TASK STATEMENT
In the records from the start through the line containing "<point>98,163</point>", both included, substitute "speckled plumage" for "streaked plumage" and write those lines out again with nothing else changed.

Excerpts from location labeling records
########

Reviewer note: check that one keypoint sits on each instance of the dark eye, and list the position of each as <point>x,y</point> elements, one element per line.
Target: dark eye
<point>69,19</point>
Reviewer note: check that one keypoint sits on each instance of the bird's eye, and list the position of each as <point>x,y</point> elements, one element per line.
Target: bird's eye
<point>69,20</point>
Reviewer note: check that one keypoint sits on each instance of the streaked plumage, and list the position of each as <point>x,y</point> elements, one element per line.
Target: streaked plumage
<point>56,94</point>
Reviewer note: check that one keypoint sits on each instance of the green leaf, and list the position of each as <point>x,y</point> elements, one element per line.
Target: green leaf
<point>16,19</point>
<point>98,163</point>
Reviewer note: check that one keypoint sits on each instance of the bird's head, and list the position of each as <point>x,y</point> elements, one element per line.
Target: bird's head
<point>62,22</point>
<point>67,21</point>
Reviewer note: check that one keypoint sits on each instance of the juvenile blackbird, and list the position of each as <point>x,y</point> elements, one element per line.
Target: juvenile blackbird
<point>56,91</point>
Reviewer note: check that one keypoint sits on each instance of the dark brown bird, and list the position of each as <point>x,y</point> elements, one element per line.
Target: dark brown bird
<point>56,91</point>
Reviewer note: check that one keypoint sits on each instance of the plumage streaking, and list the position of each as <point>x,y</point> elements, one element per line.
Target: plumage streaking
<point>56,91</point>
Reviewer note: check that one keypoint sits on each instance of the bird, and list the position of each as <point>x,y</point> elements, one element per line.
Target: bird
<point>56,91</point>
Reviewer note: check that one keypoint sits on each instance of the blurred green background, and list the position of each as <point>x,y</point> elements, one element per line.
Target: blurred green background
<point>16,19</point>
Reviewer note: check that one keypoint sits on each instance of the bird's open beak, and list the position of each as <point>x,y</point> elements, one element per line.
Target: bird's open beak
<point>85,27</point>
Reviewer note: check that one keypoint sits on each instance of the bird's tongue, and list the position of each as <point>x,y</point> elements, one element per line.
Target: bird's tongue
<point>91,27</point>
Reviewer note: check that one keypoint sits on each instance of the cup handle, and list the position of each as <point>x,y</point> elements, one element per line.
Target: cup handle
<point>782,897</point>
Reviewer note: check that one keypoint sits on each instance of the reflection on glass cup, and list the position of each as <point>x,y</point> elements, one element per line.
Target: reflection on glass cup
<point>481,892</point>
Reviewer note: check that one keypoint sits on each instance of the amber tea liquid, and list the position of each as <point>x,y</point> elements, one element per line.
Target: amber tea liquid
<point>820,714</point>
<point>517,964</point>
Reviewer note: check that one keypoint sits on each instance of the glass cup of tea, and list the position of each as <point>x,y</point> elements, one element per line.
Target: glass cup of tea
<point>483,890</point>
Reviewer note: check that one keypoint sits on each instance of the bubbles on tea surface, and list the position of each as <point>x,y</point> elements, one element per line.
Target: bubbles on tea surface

########

TASK SOLUTION
Reviewer note: check that one keypoint sits on each instance of the dark eye, and list the position of each as <point>x,y</point> elements, one element per line.
Target: dark eye
<point>69,19</point>
Reviewer note: check that one keypoint sits on each instance of the bird's eye, and list the position of each as <point>x,y</point> elements, one element per line.
Target: bird's eye
<point>69,20</point>
Reviewer note: check that one keypoint sits on each instance of the speckled plumage, and list the position of each as <point>x,y</point> elements, one element per line.
Target: speckled plumage
<point>56,94</point>
Reviewer note: check that one keypoint sits on each instance of the green leaf, and list the position of each as <point>x,y</point> elements, one element per line.
Target: green leaf
<point>16,19</point>
<point>98,163</point>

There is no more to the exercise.